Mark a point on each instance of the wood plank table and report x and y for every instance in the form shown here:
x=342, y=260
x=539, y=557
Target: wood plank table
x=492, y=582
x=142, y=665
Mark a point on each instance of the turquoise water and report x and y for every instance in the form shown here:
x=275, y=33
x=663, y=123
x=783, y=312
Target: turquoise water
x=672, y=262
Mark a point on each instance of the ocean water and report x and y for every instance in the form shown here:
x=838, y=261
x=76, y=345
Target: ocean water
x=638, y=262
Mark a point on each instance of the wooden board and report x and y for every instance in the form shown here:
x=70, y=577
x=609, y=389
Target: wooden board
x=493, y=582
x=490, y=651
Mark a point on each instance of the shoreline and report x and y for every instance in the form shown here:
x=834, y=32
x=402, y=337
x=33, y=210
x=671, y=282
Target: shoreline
####################
Objective:
Copy out every line of the data above word for word, from the first line to the last.

Answer below:
Mark a point on each instance of the wood plank table and report x and y for every instance in the form shown here:
x=342, y=260
x=539, y=557
Target: wood plank table
x=492, y=582
x=142, y=665
Mark a point on each instance of the turquoise water and report x and y for every instance in the form shown here:
x=275, y=33
x=663, y=123
x=783, y=312
Target: turquoise water
x=672, y=262
Mark a point on each instance of the ocean water and report x and y for every instance in the form shown here:
x=838, y=261
x=76, y=345
Target: ocean water
x=638, y=262
Mark a point on each instance of the wooden board and report x and y for every instance in the form shown here:
x=70, y=577
x=609, y=389
Target: wooden board
x=493, y=582
x=490, y=651
Mark a point on each instance of the shoreline and report x and y for every instance in the form shown here:
x=834, y=32
x=402, y=337
x=33, y=210
x=671, y=282
Target: shoreline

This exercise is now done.